## EXERCISE PROMPT
Transcribe the passage on U.S. payroll data between "Non-farm payroll data" and "added in October.", inclusive.
START TEXT SEGMENT
Non-farm payroll data disappointed last week with only 245,000 new jobs added in November vs the expectation of 469,000. The slowdown compared to last month was remarkable – we saw 610,000 new jobs added in October.
Also, the trend since June, when we saw 4.78 million jobs added, has been clear – the pace of jobs recovery is slowing. In July 1.76 million jobs were added, 1.49 million in August, and 710k in September. Nonfarm payrolls have recovered from April lows to recoup around 12.3 million jobs, around 56% of the 22.2 million that were lost during the initial COVID-19 crisis in the U.S. Whilst the recovery has been the fastest on record, there are still around 10 million people out of work. Unemployment rate is standing at 6.7%, down from 6.9% in October, but given the drop in labor force participation of around 400,000 people to 61.5%, the real unemployment remains unchanged. The numbers are not encouraging, especially given the massive amounts of stimulus coming out of the Fed and the federal government. People out of work act as a drag for the economy for 2 reasons – namely, they require unemployment benefits that have to be paid for by the state or the federal government. Secondly, the longer people are out of work, the less employable they become. The latter then becomes a supply side issue for the economy as there are less employable people available. The Congress is expected to vote on a new US$ 908 billion stimulus bill this week that has an allocation of around US$ 300 billion for employment benefits. The markets are likely to turn sentiment in the event this bill does not get approved, as has already happened a couple of times prior to the Elections.
END TEXT SEGMENT
START DATASET
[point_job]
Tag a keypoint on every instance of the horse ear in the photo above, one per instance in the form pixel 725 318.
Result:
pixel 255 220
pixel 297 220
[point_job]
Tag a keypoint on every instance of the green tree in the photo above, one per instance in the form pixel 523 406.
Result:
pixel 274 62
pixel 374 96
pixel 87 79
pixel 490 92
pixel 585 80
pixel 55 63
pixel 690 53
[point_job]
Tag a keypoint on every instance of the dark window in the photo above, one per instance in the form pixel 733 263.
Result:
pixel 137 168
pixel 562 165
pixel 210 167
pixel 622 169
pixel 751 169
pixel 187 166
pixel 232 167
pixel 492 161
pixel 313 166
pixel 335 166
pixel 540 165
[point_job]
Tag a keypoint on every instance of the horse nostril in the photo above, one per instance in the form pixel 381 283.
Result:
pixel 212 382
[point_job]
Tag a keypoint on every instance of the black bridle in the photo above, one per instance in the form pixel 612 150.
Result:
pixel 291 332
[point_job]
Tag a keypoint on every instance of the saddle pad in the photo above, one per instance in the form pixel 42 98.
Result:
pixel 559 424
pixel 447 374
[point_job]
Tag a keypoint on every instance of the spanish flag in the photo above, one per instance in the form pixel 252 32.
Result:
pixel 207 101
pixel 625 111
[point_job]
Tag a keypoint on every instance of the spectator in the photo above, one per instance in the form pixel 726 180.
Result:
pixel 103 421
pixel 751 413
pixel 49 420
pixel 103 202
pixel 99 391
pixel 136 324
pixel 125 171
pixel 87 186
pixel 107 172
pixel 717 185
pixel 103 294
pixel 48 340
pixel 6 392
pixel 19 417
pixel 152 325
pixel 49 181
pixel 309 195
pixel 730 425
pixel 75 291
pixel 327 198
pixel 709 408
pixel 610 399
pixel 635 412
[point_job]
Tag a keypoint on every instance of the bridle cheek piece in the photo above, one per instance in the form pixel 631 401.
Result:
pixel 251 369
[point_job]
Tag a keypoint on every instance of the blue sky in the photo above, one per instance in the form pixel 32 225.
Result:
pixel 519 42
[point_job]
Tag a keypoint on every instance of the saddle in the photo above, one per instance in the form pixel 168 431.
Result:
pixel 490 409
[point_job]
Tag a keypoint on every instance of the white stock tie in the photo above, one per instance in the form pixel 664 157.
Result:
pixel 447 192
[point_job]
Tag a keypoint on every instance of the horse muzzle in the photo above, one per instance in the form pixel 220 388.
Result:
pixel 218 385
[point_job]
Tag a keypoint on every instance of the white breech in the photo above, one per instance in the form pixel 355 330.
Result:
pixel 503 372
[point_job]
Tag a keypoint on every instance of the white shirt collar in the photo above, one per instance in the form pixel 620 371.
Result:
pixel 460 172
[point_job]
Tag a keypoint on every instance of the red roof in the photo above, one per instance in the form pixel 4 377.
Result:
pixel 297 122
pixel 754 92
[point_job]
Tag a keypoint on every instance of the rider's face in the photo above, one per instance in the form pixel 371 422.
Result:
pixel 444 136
END DATASET
## COMPLETED EXERCISE
Non-farm payroll data disappointed last week with only 245,000 new jobs added in November vs the expectation of 469,000. The slowdown compared to last month was remarkable – we saw 610,000 new jobs added in October.